[Entries for pointing and labeling]
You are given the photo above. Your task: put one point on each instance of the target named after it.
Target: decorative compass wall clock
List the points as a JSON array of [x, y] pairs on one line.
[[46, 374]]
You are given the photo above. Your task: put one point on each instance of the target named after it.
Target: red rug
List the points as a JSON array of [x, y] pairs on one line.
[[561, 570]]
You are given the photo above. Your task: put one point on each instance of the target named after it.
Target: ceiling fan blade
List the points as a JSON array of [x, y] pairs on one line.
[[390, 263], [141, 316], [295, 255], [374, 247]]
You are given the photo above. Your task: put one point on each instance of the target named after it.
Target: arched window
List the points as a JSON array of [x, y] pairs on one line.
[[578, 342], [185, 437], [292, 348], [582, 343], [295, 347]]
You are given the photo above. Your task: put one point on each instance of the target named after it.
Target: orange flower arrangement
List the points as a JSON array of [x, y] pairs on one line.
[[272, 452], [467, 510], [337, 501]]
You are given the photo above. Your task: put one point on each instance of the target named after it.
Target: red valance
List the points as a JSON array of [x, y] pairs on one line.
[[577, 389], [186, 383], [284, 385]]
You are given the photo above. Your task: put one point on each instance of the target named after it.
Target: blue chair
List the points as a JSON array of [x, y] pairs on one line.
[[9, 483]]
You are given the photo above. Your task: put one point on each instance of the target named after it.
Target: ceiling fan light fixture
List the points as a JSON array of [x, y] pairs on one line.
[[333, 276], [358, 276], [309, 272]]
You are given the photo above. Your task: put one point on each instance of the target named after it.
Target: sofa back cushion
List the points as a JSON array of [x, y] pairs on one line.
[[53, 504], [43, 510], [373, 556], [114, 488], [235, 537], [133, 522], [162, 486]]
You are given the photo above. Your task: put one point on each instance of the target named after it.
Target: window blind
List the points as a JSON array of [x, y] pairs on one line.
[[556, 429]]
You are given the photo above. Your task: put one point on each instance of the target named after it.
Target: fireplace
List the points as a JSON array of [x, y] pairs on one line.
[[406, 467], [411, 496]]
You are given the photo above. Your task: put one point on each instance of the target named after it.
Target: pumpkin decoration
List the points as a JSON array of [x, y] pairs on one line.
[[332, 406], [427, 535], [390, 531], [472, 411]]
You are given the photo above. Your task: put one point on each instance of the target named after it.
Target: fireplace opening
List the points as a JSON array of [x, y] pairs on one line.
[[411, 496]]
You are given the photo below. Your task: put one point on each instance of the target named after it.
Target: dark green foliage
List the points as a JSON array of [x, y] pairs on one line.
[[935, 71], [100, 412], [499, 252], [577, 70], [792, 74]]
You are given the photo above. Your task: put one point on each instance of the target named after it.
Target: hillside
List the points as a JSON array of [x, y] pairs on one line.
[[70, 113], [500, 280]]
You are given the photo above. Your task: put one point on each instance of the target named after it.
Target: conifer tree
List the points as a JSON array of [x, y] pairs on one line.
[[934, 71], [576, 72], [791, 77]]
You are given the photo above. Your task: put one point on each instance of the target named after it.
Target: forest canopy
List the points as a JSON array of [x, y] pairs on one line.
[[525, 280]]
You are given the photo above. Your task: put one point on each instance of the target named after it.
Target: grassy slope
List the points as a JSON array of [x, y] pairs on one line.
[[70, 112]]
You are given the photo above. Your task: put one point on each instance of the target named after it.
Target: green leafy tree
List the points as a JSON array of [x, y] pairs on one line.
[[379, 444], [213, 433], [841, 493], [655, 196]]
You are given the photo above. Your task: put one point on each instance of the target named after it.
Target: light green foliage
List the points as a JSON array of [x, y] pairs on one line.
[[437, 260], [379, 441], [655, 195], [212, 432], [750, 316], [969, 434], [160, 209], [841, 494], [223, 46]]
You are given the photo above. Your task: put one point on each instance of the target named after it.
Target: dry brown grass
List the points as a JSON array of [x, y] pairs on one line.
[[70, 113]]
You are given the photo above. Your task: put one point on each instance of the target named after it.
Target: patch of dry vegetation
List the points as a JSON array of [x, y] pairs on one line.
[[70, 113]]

*Written problem*.
Turn everything from the start of the items above down to the line containing "[[561, 570]]" into a Markdown table, leaving out any blank lines. Use a "No." column for the row number and a "Line" column for the line itself.

*Exercise response*.
| No. | Line |
|---|---|
| 1 | You are given the photo above. Your task: put one point on each instance of the target named after it. |
| 2 | Target: decorative compass wall clock |
| 3 | List the points as a JSON array of [x, y] pairs on one line. |
| 4 | [[46, 374]] |
| 5 | You are given the photo above. Your task: put one point on each instance of the target named after it. |
| 6 | Target: red rug |
| 7 | List the points as a JSON array of [x, y] pairs on one line. |
| 8 | [[561, 570]] |